* [Coordinate annotation entries]
--- BEGIN ---
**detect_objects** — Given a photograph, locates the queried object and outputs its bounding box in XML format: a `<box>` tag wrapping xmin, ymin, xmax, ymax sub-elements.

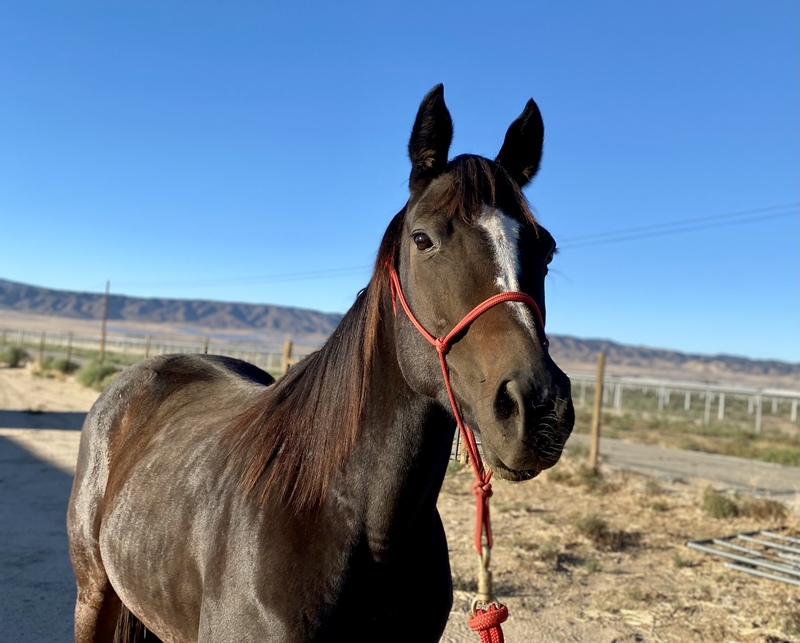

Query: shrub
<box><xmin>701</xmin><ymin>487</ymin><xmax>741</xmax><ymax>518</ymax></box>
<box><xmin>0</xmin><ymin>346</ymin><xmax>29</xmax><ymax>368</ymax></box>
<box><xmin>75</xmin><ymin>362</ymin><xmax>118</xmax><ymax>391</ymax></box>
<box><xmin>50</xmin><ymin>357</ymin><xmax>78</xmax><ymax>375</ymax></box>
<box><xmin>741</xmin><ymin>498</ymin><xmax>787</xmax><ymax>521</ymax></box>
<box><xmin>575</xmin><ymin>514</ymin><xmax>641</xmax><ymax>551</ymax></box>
--- END ---
* [WHAT IS NEEDED]
Turn every line of the listing above into a numbered list, skipping blank lines and leaving the picture out.

* [EXPECTED OUTPUT]
1. **detect_objects** — Given a photograph, locates the queried object and outputs its bounding box in XML format: a `<box>` tag wrapping xmin, ymin, xmax, ymax sub-elements.
2. Query: shrub
3. <box><xmin>701</xmin><ymin>487</ymin><xmax>741</xmax><ymax>518</ymax></box>
4. <box><xmin>0</xmin><ymin>346</ymin><xmax>29</xmax><ymax>368</ymax></box>
5. <box><xmin>75</xmin><ymin>362</ymin><xmax>118</xmax><ymax>391</ymax></box>
6. <box><xmin>50</xmin><ymin>357</ymin><xmax>78</xmax><ymax>375</ymax></box>
7. <box><xmin>741</xmin><ymin>498</ymin><xmax>787</xmax><ymax>521</ymax></box>
8. <box><xmin>575</xmin><ymin>514</ymin><xmax>641</xmax><ymax>551</ymax></box>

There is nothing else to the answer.